Exercise material
-*-*-

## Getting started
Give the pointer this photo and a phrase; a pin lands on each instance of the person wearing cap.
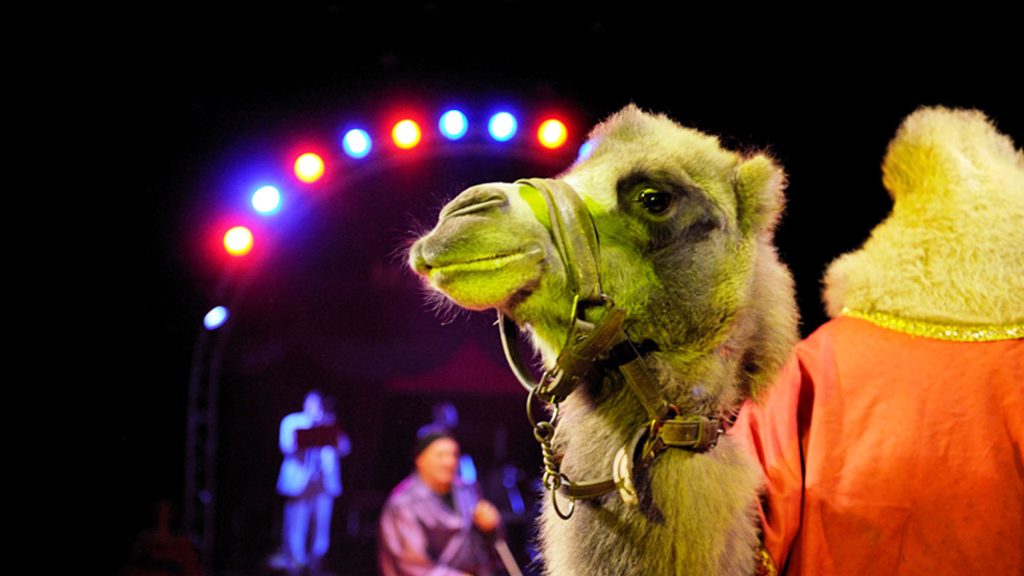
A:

-*-*-

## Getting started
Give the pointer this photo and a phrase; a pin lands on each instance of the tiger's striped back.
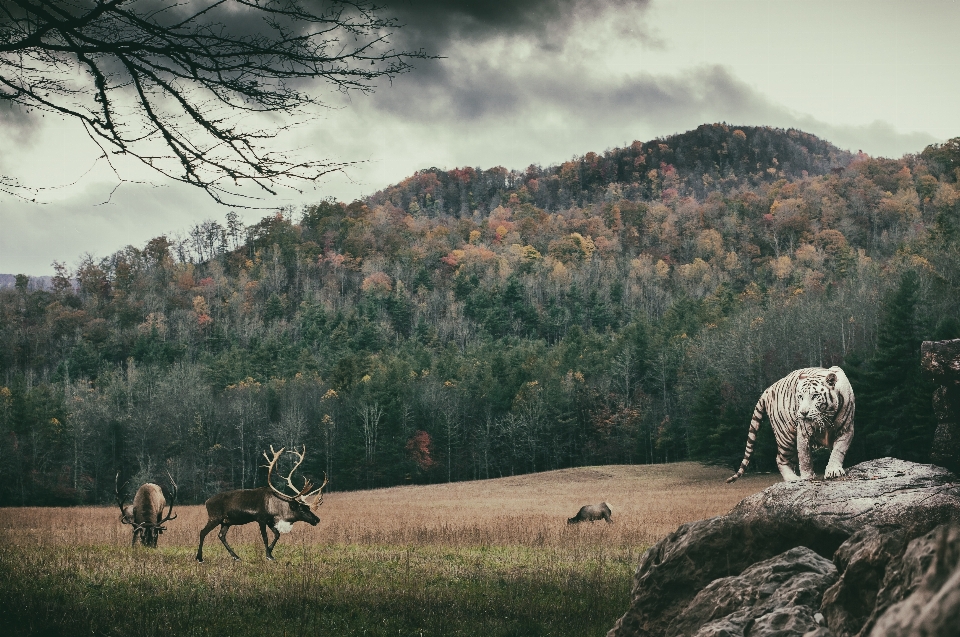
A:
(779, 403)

-*-*-

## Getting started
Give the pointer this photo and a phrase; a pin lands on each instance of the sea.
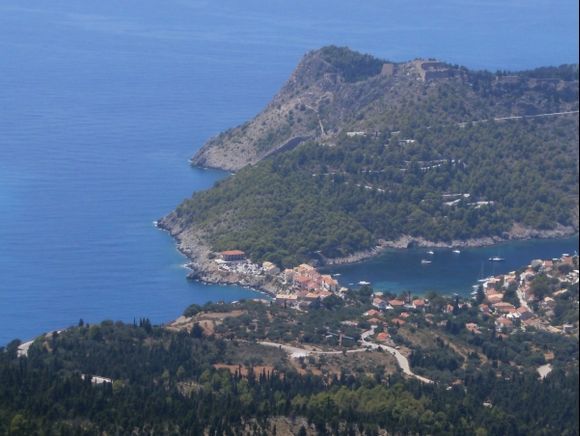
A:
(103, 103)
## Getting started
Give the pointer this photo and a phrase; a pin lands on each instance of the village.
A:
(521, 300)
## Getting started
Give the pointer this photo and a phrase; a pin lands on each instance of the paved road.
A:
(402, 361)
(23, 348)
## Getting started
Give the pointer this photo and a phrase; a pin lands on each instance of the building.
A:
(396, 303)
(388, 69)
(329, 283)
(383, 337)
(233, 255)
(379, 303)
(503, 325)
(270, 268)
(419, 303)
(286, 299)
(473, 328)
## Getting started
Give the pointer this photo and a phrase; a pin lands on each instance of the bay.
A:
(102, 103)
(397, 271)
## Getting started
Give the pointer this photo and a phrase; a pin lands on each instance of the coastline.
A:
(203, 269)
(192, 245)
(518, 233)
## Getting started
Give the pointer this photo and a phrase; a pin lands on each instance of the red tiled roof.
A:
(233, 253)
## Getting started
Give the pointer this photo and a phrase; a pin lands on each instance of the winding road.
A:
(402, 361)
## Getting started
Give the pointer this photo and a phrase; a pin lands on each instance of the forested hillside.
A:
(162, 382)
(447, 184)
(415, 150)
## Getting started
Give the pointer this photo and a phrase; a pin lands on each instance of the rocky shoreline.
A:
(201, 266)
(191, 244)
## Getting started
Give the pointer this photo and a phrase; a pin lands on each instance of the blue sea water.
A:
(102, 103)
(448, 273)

-*-*-

Instructions to follow
Find each line in the data above that contains the word "road" and copy those lines out in full.

Finished task
Give the pointer this photo and a phrase; a pin lands on each instance of the paved road.
Give the pointer this photo and a phrase; a pin lands on each instance of the winding road.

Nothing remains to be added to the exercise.